WHAT YOU WILL DO: Please put every line of the rows below into a JSON list of strings, one string per line, leaving out blank lines and the pictures.

— START OF DATA ROWS —

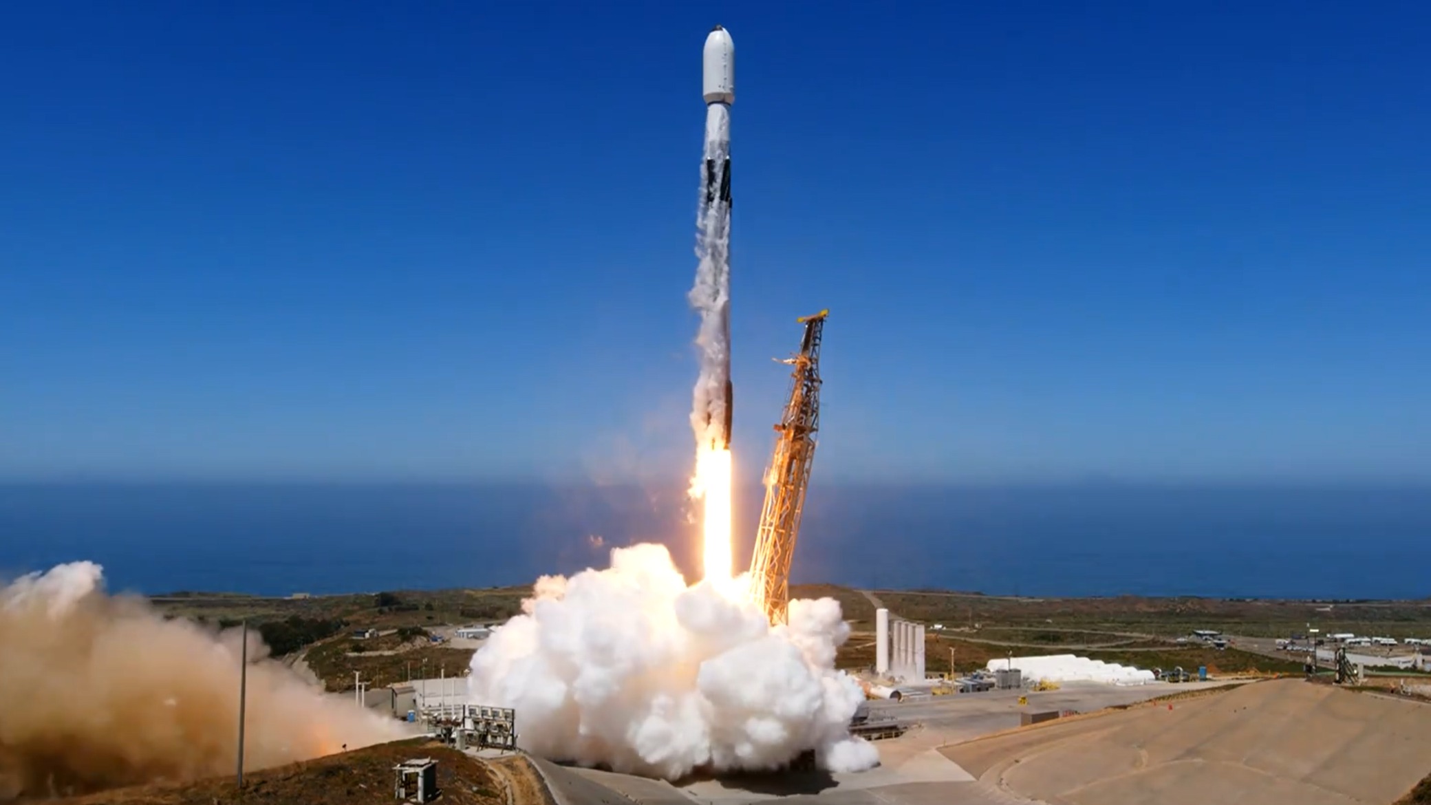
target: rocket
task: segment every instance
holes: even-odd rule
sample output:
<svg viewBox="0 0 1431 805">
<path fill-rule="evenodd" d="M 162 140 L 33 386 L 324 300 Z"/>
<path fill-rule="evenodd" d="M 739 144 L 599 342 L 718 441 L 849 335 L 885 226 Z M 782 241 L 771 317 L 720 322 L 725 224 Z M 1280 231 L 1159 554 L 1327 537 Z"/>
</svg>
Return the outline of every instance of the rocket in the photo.
<svg viewBox="0 0 1431 805">
<path fill-rule="evenodd" d="M 716 417 L 723 417 L 713 445 L 730 450 L 734 388 L 730 381 L 730 106 L 736 102 L 736 43 L 730 32 L 716 26 L 701 50 L 701 97 L 705 100 L 705 153 L 701 182 L 704 244 L 717 279 L 720 322 L 717 338 L 724 345 L 717 378 L 724 380 L 721 403 L 710 401 L 707 433 Z M 713 380 L 717 380 L 713 378 Z M 717 380 L 717 388 L 720 388 Z M 713 388 L 714 391 L 714 388 Z"/>
</svg>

— END OF DATA ROWS —

SOLUTION TO THE EXERCISE:
[
  "target: rocket",
  "task: segment every instance",
  "holes: even-odd rule",
  "sample output:",
  "<svg viewBox=\"0 0 1431 805\">",
  "<path fill-rule=\"evenodd\" d=\"M 162 140 L 33 386 L 324 300 Z\"/>",
  "<path fill-rule=\"evenodd\" d=\"M 739 144 L 599 342 L 718 441 L 849 335 L 885 226 Z M 782 241 L 771 317 L 720 322 L 725 224 Z M 1280 231 L 1159 554 L 1327 537 Z\"/>",
  "</svg>",
  "Return the outline of every instance of the rocket in the photo.",
  "<svg viewBox=\"0 0 1431 805\">",
  "<path fill-rule=\"evenodd\" d=\"M 716 417 L 723 417 L 713 445 L 730 450 L 734 388 L 730 381 L 730 106 L 736 102 L 736 43 L 730 32 L 716 26 L 701 50 L 701 97 L 705 100 L 705 153 L 701 182 L 704 244 L 717 279 L 720 322 L 717 338 L 724 345 L 717 378 L 724 380 L 721 403 L 710 401 L 707 433 Z M 713 380 L 717 380 L 713 378 Z M 717 380 L 717 388 L 720 388 Z M 713 388 L 714 391 L 714 388 Z\"/>",
  "</svg>"
]